Schlimmste Prognosen werden noch übertroffen
Prof. Dr. Martin G. Grambow, Honorarprofessor der TU München von der TUM School of Engineering and Design in Garching und langjähriger Leiter der Abteilung Wasserwirtschaft und Bodenschutz im Bayerischen Umweltamt, machte auf die erheblichen Unterschiede bei den Niederschlagsmengen zwischen Süd- und Nordbayern aufmerksam. Während der Grundwasserpegel immer weiter sinke, werden die Starkregen immer häufiger. Die Entwicklung der Jahresmitteltemperatur und der Grundwasserneubildung entwickle sich noch schlimmer, als in allen bisherigen Prognosen vorhergesagt wurde. Um die Versorgung der Menschen mit Trinkwasser für die Zukunft sicher zu stellen, sei die Ertüchtigung der Infrastruktur, ein flächenhafter Grund- und Trinkwasserschutz, eine Reduzierung der Belastungen und eine Optimierung der Speicher und Überleitungen notwendig. Die Schaffung nachhaltiger landwirtschaftlicher Bewässerungsstrukturen, die Verbesserung des Landschaftswasserhaushalts und die Weiterentwicklung der Kommunen zu sogenannten Schwammstädten seien weitere Aktionsfelder, die von modernen Monitoring- und Managementsystemen sowie fiskalischen und gesetzlichen verhaltenslenkenden Maßnahmen begleitet werden müssten.

______________________________

#### Aufgabe:
Fasse den Absatz im Seitenauszug, der mit „Prof. Dr. Martin G. Grambow“ beginnt, als knappe Stichpunktliste zusammen und behalte dabei seine wesentlichen Aussagen bei. Die Einträge sind eigenständiges Material und gehören nicht zum Seitenauszug.

#### Extrahierte Einträge:

______________________________

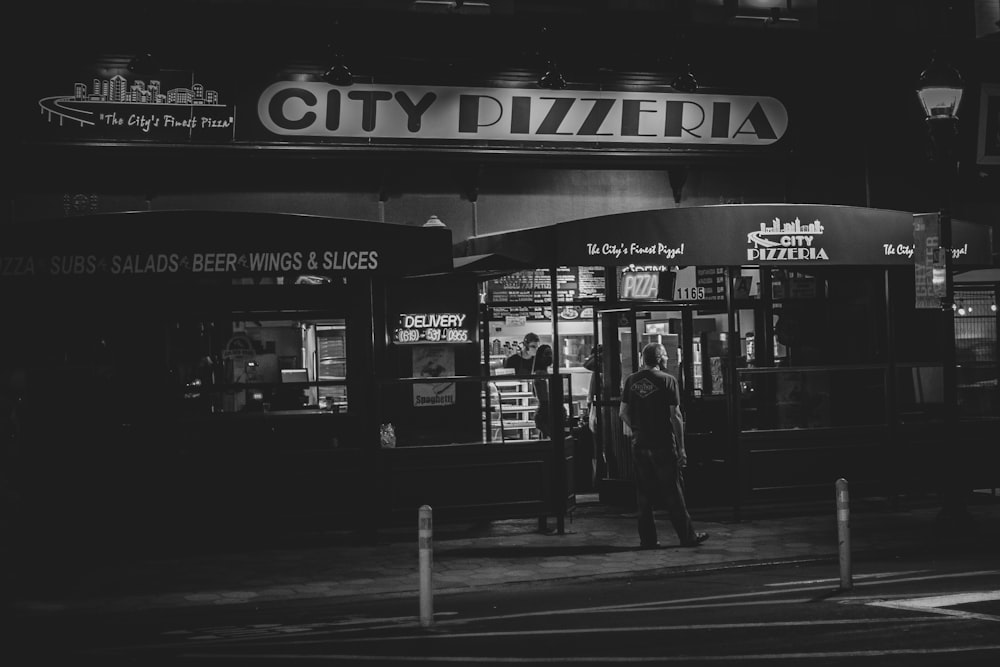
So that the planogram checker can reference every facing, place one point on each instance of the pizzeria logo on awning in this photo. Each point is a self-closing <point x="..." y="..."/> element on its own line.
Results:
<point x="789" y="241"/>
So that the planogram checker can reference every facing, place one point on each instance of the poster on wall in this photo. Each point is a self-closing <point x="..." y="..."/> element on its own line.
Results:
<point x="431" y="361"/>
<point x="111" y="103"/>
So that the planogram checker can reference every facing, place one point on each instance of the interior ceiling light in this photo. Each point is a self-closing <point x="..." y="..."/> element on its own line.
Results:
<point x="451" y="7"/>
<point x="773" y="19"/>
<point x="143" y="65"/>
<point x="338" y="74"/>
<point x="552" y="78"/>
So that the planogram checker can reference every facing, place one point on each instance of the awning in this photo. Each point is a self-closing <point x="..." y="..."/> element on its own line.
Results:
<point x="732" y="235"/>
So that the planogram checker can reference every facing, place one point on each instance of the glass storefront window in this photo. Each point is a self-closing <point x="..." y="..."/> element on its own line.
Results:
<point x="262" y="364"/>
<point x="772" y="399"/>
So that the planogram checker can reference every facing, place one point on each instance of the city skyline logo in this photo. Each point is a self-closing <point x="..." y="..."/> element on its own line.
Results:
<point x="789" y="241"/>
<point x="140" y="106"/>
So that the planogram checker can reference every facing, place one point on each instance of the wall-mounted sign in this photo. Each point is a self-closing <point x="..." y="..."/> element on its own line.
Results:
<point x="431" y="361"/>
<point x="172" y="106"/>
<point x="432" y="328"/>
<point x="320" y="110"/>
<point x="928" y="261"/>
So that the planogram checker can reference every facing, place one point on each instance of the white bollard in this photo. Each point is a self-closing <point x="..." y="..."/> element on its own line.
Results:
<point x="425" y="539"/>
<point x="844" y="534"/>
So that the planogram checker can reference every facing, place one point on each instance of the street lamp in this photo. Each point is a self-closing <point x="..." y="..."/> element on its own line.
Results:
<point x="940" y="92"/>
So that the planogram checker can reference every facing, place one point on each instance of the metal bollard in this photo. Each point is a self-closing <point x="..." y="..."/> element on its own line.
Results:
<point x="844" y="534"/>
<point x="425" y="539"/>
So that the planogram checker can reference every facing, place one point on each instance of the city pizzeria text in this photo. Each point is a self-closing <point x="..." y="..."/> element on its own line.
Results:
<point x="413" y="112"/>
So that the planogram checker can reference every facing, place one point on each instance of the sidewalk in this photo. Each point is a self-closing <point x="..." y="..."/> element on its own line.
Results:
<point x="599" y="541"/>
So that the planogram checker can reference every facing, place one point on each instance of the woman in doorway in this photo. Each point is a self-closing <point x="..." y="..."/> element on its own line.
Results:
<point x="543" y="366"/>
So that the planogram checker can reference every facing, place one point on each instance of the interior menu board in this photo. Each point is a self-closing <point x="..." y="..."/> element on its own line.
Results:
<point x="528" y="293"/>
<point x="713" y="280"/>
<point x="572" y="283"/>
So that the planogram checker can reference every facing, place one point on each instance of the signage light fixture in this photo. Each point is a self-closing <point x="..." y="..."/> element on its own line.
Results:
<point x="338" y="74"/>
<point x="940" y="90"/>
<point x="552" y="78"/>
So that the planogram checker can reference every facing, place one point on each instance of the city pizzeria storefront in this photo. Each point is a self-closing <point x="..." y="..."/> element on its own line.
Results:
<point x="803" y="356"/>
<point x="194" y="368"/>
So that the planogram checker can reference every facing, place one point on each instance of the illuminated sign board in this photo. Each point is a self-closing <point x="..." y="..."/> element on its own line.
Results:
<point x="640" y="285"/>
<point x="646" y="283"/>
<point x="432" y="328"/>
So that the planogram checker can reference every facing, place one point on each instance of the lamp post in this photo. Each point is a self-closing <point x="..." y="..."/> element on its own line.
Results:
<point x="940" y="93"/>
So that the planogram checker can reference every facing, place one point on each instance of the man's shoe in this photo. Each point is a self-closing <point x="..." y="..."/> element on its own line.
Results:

______________________________

#### Richtige Antwort:
- Prof. Dr. Martin G. Grambow: Honorarprofessor der TU München (TUM School of Engineering and Design, Garching), langjähriger Leiter der Abteilung Wasserwirtschaft und Bodenschutz im Bayerischen Umweltamt
- Er weist auf erhebliche Unterschiede bei den Niederschlagsmengen zwischen Süd- und Nordbayern hin.
- Der Grundwasserpegel sinkt weiter, Starkregen werden häufiger.
- Jahresmitteltemperatur und Grundwasserneubildung entwickeln sich schlimmer als in allen bisherigen Prognosen.
- Für die künftige Trinkwasserversorgung nötig: Ertüchtigung der Infrastruktur, flächenhafter Grund- und Trinkwasserschutz, Reduzierung der Belastungen, Optimierung von Speichern und Überleitungen
- Weitere Aktionsfelder: nachhaltige landwirtschaftliche Bewässerungsstrukturen, besserer Landschaftswasserhaushalt, Weiterentwicklung der Kommunen zu Schwammstädten
- Begleitend erforderlich: moderne Monitoring- und Managementsysteme sowie fiskalische und gesetzliche verhaltenslenkende Maßnahmen